→ Work required
In the records below, find the line containing "Where can the green wall" and the line containing "Where can the office". Give again exactly those lines and every line between them, omitting the pictures.

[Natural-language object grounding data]
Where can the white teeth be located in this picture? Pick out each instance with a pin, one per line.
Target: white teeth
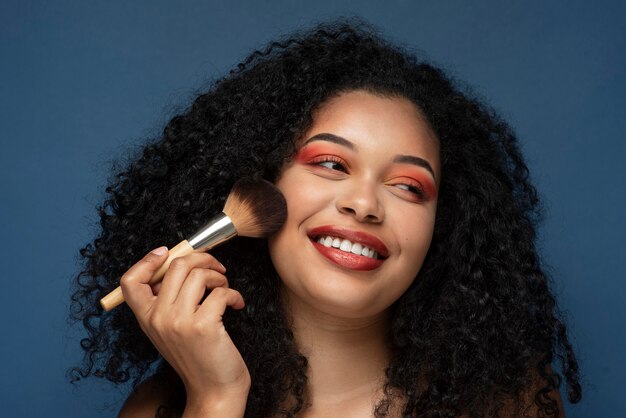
(347, 246)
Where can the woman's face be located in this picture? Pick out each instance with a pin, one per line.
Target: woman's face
(365, 179)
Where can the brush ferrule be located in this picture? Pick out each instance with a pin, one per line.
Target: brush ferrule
(216, 231)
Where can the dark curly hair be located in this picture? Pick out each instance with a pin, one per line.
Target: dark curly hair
(475, 330)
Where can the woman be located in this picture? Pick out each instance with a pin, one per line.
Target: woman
(446, 312)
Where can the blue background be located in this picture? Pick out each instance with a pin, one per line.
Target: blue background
(82, 83)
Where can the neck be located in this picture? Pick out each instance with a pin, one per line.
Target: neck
(347, 356)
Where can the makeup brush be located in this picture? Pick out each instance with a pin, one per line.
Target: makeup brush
(254, 208)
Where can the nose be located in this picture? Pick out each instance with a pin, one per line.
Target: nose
(361, 201)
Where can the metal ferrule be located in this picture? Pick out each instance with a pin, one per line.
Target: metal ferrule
(216, 231)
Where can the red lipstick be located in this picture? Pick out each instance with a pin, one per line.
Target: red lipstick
(347, 259)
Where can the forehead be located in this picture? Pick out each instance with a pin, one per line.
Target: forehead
(384, 123)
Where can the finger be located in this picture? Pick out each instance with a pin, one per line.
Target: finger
(134, 283)
(178, 271)
(194, 288)
(215, 304)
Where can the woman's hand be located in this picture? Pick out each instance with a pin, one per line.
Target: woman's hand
(190, 335)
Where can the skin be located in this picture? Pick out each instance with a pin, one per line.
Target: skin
(339, 322)
(340, 314)
(368, 170)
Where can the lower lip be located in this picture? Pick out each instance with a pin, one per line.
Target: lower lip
(347, 260)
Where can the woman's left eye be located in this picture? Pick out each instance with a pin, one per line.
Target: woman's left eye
(414, 190)
(330, 162)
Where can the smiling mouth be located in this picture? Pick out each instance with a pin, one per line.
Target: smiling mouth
(347, 246)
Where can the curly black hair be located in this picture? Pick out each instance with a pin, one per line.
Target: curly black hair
(477, 327)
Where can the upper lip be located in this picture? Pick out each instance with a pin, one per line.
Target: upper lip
(361, 237)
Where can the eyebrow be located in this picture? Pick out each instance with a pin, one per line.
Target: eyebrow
(401, 159)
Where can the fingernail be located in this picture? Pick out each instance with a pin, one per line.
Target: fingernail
(159, 251)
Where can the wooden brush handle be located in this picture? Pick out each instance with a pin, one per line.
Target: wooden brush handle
(116, 297)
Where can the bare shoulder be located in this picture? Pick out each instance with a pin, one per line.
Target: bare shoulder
(144, 401)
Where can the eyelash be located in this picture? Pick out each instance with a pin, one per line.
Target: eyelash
(411, 187)
(319, 161)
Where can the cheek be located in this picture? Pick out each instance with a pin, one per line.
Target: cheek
(416, 237)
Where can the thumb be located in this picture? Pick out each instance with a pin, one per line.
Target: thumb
(135, 282)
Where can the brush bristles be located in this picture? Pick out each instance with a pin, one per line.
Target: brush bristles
(256, 207)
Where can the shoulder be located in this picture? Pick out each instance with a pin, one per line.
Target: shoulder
(145, 400)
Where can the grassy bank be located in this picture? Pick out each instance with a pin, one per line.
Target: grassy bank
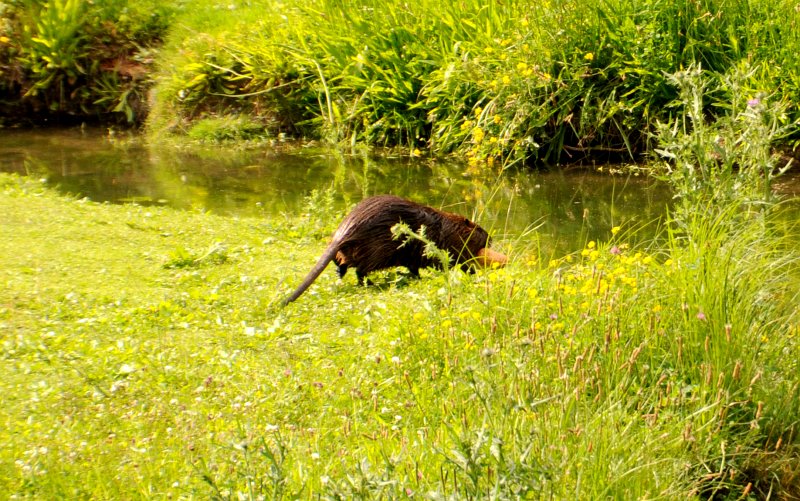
(143, 356)
(63, 61)
(496, 84)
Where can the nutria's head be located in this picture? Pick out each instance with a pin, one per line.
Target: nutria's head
(471, 241)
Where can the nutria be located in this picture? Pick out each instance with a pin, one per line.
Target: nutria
(364, 240)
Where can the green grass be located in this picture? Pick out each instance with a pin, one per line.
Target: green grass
(496, 84)
(144, 355)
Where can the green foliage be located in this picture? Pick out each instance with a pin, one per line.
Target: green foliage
(225, 129)
(148, 369)
(727, 162)
(498, 83)
(68, 57)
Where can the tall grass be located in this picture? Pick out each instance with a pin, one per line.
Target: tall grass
(498, 83)
(164, 368)
(69, 58)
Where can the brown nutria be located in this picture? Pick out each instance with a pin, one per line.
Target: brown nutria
(364, 240)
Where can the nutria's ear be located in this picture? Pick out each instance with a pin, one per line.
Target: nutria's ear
(487, 258)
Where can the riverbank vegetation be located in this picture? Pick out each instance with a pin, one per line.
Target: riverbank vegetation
(64, 61)
(145, 355)
(495, 84)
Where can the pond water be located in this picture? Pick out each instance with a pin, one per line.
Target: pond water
(567, 208)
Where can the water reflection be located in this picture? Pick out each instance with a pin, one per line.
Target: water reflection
(569, 207)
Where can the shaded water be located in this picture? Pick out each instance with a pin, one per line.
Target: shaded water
(568, 208)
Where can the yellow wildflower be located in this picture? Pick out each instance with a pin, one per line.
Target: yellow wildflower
(478, 135)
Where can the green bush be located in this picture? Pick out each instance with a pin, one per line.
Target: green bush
(69, 58)
(497, 83)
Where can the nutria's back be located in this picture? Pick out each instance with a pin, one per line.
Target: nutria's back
(364, 239)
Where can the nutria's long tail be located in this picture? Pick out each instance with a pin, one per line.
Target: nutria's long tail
(323, 261)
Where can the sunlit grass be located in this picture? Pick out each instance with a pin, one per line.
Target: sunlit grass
(616, 370)
(496, 84)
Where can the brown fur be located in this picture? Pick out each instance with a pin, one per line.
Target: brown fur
(364, 239)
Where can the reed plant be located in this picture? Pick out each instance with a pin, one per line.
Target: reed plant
(164, 367)
(68, 58)
(498, 84)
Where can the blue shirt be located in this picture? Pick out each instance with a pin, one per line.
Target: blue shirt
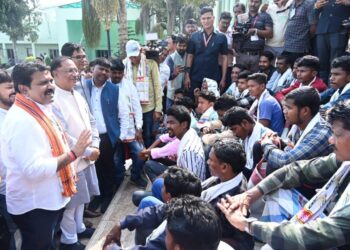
(270, 109)
(206, 58)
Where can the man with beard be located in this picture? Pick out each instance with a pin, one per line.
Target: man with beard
(282, 77)
(203, 51)
(144, 73)
(130, 117)
(104, 107)
(74, 112)
(40, 179)
(77, 54)
(321, 223)
(7, 98)
(176, 62)
(251, 40)
(265, 64)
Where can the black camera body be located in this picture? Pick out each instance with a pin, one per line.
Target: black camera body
(346, 24)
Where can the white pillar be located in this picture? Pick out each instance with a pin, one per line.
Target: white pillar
(33, 50)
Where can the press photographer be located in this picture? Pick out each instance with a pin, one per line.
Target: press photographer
(249, 35)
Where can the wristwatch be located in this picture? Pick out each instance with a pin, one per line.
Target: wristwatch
(249, 221)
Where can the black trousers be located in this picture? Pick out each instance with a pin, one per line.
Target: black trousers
(105, 167)
(37, 228)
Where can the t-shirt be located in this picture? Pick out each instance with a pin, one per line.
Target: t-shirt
(269, 109)
(206, 57)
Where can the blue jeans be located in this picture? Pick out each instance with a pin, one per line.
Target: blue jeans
(156, 197)
(10, 224)
(148, 128)
(137, 163)
(153, 169)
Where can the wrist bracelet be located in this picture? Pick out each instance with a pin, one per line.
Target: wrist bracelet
(72, 155)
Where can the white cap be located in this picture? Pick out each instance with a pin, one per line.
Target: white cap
(132, 48)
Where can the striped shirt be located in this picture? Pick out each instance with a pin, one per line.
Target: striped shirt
(190, 154)
(314, 144)
(331, 231)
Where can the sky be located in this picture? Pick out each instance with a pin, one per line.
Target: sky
(47, 3)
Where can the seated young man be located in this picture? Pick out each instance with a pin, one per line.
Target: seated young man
(282, 77)
(226, 162)
(190, 153)
(244, 100)
(308, 137)
(232, 89)
(308, 68)
(266, 64)
(244, 127)
(215, 130)
(340, 79)
(177, 182)
(206, 100)
(267, 110)
(323, 222)
(192, 225)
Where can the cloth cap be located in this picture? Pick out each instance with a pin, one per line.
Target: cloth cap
(132, 48)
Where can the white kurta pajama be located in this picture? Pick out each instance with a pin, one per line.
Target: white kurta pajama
(74, 113)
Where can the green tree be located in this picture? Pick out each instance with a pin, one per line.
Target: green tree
(107, 12)
(19, 20)
(172, 12)
(123, 27)
(91, 24)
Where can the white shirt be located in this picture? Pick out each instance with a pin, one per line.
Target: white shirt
(190, 154)
(76, 115)
(280, 21)
(31, 181)
(3, 113)
(96, 108)
(130, 110)
(164, 73)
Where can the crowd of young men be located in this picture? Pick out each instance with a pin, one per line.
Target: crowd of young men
(257, 109)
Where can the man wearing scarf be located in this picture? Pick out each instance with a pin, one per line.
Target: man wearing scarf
(266, 108)
(40, 179)
(321, 223)
(74, 113)
(144, 73)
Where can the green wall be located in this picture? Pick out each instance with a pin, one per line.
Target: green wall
(75, 34)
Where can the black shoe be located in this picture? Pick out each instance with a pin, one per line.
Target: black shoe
(105, 204)
(95, 203)
(139, 182)
(138, 195)
(91, 214)
(75, 246)
(87, 234)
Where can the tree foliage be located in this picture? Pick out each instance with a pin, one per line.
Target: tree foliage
(91, 24)
(172, 12)
(106, 10)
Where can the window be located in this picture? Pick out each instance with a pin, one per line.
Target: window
(102, 53)
(29, 52)
(10, 54)
(53, 53)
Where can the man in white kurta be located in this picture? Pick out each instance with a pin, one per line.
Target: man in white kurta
(39, 179)
(72, 108)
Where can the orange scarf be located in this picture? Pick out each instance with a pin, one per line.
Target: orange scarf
(66, 174)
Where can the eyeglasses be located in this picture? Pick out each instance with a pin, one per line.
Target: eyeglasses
(79, 57)
(70, 71)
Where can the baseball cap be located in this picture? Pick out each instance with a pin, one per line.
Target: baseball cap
(132, 48)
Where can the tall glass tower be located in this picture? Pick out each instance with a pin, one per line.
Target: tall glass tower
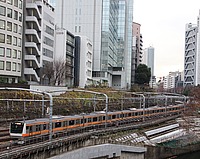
(108, 24)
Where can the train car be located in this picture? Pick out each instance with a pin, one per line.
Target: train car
(60, 124)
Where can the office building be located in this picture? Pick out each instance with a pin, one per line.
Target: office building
(10, 40)
(136, 50)
(38, 40)
(64, 55)
(148, 58)
(83, 62)
(108, 24)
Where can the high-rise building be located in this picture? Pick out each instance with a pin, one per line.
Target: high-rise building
(38, 40)
(10, 40)
(148, 58)
(83, 62)
(190, 59)
(173, 80)
(108, 24)
(136, 50)
(64, 54)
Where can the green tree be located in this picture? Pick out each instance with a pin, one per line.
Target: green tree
(142, 74)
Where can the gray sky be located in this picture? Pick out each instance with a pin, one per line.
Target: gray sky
(163, 27)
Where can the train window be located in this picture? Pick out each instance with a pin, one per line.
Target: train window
(17, 127)
(100, 118)
(30, 129)
(71, 122)
(37, 127)
(89, 120)
(77, 121)
(94, 119)
(57, 124)
(44, 126)
(114, 116)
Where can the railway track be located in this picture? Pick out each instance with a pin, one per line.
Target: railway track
(12, 144)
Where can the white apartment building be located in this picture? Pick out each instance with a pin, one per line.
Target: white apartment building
(173, 80)
(10, 40)
(108, 24)
(39, 39)
(83, 60)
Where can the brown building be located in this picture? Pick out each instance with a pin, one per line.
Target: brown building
(136, 49)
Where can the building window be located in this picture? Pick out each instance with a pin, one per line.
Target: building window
(20, 17)
(2, 10)
(9, 26)
(19, 67)
(1, 65)
(20, 4)
(75, 28)
(16, 3)
(15, 28)
(19, 54)
(2, 38)
(14, 54)
(9, 1)
(9, 12)
(14, 66)
(9, 39)
(48, 41)
(15, 15)
(15, 41)
(2, 51)
(8, 52)
(19, 42)
(79, 29)
(20, 29)
(2, 24)
(8, 66)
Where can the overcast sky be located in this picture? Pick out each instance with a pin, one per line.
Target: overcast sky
(163, 27)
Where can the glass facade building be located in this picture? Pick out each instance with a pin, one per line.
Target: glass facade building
(10, 40)
(108, 24)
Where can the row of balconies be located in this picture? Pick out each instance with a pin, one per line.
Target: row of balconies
(33, 40)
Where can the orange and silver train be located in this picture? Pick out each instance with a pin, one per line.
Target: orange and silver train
(29, 128)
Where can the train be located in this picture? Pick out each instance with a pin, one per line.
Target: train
(38, 127)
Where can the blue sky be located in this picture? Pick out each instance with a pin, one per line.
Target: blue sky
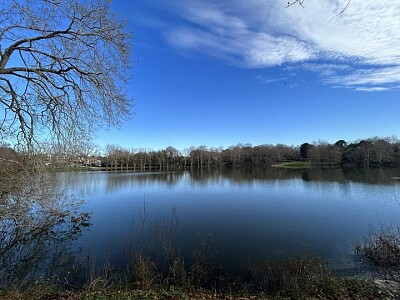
(218, 73)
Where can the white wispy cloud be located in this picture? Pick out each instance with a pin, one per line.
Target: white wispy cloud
(359, 47)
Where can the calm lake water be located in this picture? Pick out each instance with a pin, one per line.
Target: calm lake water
(271, 212)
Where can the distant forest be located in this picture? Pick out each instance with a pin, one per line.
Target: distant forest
(372, 152)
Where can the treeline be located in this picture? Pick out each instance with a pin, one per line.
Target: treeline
(362, 153)
(372, 152)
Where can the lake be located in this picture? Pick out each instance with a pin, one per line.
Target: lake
(273, 213)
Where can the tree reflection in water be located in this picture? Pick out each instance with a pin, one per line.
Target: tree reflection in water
(37, 226)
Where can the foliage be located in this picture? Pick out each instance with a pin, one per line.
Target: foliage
(382, 249)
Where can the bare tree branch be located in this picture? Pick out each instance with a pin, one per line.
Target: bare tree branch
(63, 69)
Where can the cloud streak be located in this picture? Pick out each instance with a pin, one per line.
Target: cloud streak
(356, 49)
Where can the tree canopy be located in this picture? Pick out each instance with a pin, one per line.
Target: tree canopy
(63, 70)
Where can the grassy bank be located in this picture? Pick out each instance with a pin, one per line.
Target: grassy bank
(301, 277)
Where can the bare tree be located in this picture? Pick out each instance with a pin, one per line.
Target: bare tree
(63, 69)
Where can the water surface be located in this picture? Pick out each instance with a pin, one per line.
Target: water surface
(263, 212)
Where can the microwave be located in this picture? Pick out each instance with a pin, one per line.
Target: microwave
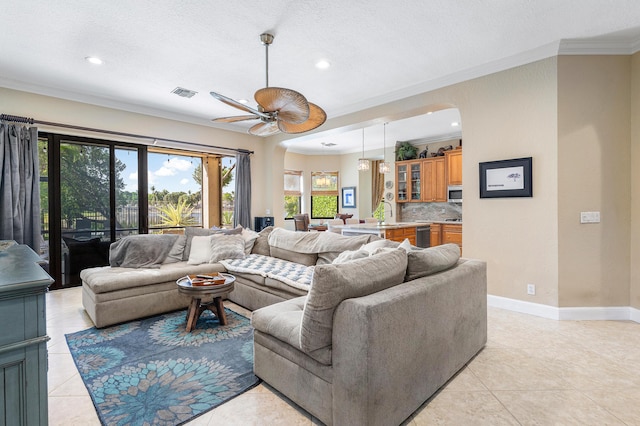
(454, 193)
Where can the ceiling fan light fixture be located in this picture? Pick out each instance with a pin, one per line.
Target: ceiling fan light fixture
(323, 64)
(279, 109)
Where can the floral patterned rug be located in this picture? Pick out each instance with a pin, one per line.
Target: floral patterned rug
(152, 372)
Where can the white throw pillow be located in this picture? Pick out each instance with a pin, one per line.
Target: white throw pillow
(200, 250)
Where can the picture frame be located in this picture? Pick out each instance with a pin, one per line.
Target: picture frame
(506, 178)
(348, 197)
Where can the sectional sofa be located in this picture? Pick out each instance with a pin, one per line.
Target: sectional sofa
(355, 330)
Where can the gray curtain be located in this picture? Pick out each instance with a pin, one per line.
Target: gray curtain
(242, 209)
(19, 185)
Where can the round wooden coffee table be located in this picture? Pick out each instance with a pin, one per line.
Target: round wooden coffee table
(197, 293)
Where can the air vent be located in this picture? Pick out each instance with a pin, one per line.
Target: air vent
(185, 93)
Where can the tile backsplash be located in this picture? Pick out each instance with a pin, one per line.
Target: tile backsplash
(429, 211)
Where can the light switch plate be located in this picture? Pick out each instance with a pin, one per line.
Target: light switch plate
(589, 217)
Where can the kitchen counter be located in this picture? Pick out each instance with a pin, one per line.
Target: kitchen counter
(365, 227)
(441, 222)
(390, 231)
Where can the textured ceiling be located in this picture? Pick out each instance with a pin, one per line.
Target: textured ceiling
(379, 50)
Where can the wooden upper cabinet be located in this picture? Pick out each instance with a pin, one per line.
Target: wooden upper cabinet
(435, 187)
(454, 166)
(435, 236)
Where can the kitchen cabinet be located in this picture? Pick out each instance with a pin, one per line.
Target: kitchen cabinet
(435, 235)
(400, 234)
(454, 166)
(409, 181)
(446, 233)
(452, 234)
(435, 187)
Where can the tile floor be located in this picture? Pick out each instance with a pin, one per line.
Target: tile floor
(533, 371)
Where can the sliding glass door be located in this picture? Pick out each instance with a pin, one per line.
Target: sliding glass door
(89, 198)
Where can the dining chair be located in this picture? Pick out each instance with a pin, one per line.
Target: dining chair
(301, 222)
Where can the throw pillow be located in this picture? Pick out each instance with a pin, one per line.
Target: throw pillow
(431, 260)
(334, 283)
(225, 247)
(374, 245)
(349, 255)
(261, 244)
(176, 252)
(200, 250)
(249, 238)
(405, 245)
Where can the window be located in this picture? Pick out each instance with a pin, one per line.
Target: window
(324, 195)
(228, 165)
(175, 191)
(292, 193)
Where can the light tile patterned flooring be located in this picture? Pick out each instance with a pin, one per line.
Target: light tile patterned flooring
(533, 371)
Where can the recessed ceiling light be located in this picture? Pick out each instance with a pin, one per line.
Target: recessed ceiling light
(93, 60)
(323, 64)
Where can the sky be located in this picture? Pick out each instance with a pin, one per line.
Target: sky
(171, 172)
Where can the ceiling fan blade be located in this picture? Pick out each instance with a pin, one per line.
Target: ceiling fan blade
(236, 104)
(264, 129)
(290, 105)
(317, 117)
(235, 118)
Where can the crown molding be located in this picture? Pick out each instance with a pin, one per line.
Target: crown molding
(599, 47)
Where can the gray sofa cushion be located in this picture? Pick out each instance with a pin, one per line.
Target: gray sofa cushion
(226, 247)
(203, 232)
(175, 254)
(326, 245)
(308, 259)
(334, 283)
(282, 321)
(431, 260)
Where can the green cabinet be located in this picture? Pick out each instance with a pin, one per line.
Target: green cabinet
(23, 341)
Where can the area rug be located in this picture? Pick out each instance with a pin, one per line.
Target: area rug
(152, 372)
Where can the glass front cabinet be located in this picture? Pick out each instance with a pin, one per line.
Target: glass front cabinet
(408, 181)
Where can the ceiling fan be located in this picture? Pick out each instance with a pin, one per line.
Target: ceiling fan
(279, 109)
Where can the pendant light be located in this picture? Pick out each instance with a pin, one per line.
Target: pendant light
(384, 167)
(363, 163)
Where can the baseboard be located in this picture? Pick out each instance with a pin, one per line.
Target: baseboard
(616, 313)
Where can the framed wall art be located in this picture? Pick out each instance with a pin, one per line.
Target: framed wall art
(506, 178)
(348, 197)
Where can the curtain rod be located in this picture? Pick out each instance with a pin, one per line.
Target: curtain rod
(18, 119)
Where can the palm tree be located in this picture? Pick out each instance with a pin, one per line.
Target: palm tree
(177, 215)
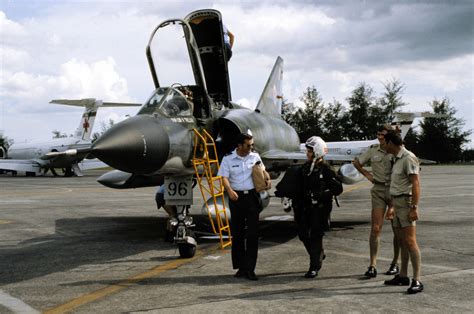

→ Task response
Where can the green wall be located in this picture? Pick out each instance with a pin, one per line.
Target: green wall
(75, 34)
Where can the black shoe be located in this picture? Pick out each instance with a pin, one per line.
Target: black shoe
(105, 204)
(95, 203)
(139, 182)
(138, 195)
(91, 214)
(75, 246)
(87, 234)
Where can the tree foliage be located in this picture? Pick out each instance with a pin, one per line.
Target: tree foliage
(91, 24)
(172, 12)
(106, 10)
Where can the window be located in this picture? Pick out each instance with a pin, one per line.
Target: window
(102, 53)
(29, 52)
(10, 54)
(53, 53)
Where can the man in white kurta be located in this picture? Pick out each instance with a pin, one per line.
Target: man in white kurta
(39, 179)
(72, 108)
Where can the orange scarf be located in this picture? Pick out each instance with a pin, one per line.
Target: orange scarf
(66, 174)
Where can the eyeglasses be located in this picture? Pick out each instance with a pin, one per line.
Target: eyeglasses
(79, 57)
(70, 71)
Where can the baseball cap be located in this picture? Pick out each instance with a pin, one per line.
Target: baseball cap
(132, 48)
Where can the tall glass tower be located in this picture? Pick out each instance with a pin, one per line.
Target: tall glass tower
(108, 24)
Where can the train car be located in this picture? Pick out each instance with a pin, one per line.
Target: train car
(60, 124)
Where can the office building be located in this picture? Pick out each instance with a pin, one per line.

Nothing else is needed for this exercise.